** START **
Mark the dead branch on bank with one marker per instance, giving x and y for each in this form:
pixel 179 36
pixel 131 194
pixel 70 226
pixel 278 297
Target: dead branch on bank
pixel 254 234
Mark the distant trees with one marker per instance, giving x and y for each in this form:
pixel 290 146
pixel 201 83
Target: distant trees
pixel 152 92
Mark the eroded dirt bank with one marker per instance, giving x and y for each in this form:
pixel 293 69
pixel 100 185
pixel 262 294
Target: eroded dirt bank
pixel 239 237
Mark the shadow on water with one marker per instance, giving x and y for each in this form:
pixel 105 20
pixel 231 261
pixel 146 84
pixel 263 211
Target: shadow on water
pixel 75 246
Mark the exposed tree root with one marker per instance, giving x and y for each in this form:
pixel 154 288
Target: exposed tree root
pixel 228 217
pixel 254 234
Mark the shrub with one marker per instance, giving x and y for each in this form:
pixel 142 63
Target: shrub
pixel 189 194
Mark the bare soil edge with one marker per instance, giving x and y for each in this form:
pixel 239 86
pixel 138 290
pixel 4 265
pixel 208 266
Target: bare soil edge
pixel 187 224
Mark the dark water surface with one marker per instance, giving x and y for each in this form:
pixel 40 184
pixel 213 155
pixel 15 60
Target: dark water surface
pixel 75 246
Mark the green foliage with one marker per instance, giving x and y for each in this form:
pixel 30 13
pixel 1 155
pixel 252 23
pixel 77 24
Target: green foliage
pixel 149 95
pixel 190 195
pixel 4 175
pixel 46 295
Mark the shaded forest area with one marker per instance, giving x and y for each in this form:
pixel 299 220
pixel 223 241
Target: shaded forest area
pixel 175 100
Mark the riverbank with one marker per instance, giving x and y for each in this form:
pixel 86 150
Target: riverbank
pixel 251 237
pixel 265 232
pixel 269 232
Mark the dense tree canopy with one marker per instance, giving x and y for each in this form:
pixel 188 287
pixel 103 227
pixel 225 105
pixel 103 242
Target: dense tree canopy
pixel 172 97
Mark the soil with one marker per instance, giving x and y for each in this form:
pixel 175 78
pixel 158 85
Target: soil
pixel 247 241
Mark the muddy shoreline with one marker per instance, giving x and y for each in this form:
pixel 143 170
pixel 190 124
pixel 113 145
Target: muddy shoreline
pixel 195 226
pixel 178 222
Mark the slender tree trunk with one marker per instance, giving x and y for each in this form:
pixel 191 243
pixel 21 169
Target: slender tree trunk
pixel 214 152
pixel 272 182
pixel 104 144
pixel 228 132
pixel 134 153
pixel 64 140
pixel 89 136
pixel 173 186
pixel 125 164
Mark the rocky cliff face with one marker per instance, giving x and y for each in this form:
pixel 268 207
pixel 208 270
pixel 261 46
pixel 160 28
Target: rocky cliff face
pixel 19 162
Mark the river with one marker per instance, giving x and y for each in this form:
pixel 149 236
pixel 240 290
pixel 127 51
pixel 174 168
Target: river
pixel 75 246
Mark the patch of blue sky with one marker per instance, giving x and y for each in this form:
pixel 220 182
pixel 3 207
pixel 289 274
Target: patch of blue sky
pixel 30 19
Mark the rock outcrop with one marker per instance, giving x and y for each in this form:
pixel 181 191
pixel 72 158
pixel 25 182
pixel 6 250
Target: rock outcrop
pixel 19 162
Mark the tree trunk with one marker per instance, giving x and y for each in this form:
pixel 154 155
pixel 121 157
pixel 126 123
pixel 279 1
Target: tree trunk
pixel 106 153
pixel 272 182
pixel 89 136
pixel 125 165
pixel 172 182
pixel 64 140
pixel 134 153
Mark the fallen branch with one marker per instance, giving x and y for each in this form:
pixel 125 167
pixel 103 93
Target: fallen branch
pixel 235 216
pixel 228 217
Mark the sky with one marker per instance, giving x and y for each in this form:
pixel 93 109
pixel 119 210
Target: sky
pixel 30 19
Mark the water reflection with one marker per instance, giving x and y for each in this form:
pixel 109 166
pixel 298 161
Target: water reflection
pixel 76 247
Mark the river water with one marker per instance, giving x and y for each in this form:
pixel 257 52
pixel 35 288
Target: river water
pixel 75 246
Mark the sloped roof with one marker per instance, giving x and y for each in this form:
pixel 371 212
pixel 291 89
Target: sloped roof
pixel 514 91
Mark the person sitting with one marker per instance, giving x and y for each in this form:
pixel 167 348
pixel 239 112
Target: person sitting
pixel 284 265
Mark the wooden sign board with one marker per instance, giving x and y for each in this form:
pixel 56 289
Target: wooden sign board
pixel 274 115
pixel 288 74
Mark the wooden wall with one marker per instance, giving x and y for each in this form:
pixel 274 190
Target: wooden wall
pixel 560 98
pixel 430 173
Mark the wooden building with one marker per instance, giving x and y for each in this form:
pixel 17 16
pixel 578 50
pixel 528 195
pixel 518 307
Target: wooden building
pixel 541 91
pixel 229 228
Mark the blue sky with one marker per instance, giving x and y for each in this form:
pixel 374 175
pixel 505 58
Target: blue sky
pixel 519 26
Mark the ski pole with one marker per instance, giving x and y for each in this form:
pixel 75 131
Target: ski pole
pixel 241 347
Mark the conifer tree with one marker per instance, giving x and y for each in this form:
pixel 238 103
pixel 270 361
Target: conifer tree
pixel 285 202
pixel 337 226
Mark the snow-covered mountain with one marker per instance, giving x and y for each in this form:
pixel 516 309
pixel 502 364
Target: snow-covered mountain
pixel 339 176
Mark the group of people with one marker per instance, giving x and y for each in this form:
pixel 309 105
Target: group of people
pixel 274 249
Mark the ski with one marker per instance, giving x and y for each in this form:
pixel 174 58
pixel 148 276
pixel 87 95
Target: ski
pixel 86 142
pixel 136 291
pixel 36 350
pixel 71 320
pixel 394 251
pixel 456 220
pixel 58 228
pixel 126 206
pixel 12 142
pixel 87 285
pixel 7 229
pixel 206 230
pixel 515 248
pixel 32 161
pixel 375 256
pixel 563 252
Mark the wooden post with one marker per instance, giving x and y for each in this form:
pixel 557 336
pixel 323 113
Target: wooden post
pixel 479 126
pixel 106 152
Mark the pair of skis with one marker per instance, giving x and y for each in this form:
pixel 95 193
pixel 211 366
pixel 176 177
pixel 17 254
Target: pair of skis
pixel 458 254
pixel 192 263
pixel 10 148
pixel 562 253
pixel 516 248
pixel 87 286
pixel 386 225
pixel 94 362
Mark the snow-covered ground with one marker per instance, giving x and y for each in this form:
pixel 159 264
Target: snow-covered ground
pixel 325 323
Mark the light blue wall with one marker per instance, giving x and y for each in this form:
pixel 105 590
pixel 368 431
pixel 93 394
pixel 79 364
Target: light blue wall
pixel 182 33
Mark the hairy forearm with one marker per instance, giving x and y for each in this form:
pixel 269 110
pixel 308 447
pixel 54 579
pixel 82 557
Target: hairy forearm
** END **
** START **
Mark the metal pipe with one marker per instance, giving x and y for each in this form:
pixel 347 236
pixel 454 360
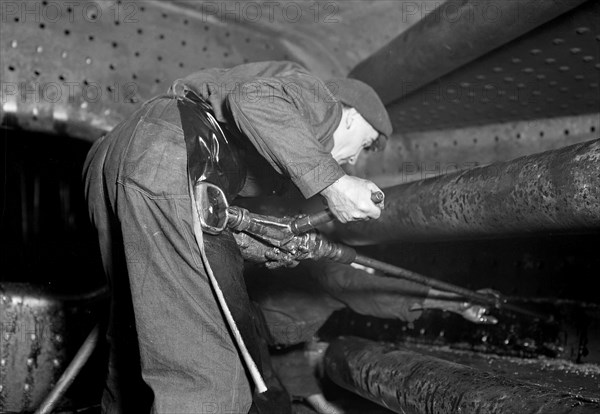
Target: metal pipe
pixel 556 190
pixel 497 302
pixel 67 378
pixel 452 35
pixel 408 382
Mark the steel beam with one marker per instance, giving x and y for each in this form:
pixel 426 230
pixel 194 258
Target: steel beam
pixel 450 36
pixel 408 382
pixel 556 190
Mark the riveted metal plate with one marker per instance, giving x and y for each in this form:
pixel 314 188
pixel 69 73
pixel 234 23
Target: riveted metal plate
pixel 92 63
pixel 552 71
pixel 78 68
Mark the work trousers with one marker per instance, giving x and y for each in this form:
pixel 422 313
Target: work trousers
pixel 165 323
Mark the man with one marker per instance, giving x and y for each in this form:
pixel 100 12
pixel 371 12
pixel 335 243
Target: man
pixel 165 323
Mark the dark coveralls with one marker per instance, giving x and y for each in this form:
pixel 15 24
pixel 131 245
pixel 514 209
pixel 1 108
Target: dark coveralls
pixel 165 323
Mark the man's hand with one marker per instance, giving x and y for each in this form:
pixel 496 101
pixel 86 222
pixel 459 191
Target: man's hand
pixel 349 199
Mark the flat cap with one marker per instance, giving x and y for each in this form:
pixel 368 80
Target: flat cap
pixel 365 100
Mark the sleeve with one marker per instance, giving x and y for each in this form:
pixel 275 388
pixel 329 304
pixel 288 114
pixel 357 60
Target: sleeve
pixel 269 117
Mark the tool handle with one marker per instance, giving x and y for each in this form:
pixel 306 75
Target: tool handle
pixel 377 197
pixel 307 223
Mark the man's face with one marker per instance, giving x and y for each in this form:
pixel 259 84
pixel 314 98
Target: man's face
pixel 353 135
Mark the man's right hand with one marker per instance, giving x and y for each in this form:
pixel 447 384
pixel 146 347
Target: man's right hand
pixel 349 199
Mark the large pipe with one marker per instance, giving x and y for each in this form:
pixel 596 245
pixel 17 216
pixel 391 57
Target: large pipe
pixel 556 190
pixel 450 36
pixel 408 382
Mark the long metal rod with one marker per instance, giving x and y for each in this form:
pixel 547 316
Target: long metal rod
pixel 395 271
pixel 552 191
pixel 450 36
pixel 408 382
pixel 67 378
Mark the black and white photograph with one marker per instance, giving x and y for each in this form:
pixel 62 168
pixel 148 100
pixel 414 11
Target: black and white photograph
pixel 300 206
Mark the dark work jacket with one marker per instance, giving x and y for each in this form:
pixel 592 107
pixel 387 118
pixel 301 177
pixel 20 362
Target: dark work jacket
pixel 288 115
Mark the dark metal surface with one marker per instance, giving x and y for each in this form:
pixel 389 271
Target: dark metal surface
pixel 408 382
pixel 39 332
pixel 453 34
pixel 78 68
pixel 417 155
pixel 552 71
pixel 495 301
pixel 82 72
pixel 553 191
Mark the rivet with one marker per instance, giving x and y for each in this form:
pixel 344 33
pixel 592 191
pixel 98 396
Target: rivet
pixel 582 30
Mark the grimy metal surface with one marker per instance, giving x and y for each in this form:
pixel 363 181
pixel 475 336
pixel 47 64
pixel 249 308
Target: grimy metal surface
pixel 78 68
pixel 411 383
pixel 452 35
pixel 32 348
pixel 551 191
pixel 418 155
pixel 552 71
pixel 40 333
** END **
Stated problem — Starting at the line that contains "Mark the blue" and stopping after the line that contains "pixel 563 252", reproduce the listing with "conifer tree" replaced by "evergreen tree" and every other detail left unchanged.

Result of this exercise —
Mark the blue sky with one marker per instance, giving x and y for each in this form:
pixel 374 175
pixel 505 58
Target: blue sky
pixel 519 26
Mark the ski pole with one marker per instance, giving x and y for each in this form:
pixel 75 131
Target: ski pole
pixel 241 347
Mark the evergreen tree with one marker per instance, giving x and y for each in this form:
pixel 238 103
pixel 270 361
Target: evergreen tree
pixel 285 202
pixel 337 226
Mark the snow-covered mountain with one marker per instance, giving x and y for each in this form:
pixel 516 309
pixel 502 364
Target: snow-covered mountain
pixel 339 176
Mark the group of people with one marker per instance, giving x and y for each in this form:
pixel 309 105
Target: group of people
pixel 274 249
Mark the ski with one marker per instance, giving x and y for each in this form:
pixel 174 58
pixel 148 276
pixel 87 95
Target: ski
pixel 86 142
pixel 136 291
pixel 36 350
pixel 71 320
pixel 394 251
pixel 456 220
pixel 58 228
pixel 126 206
pixel 12 142
pixel 87 285
pixel 7 229
pixel 206 230
pixel 515 248
pixel 32 161
pixel 375 256
pixel 563 252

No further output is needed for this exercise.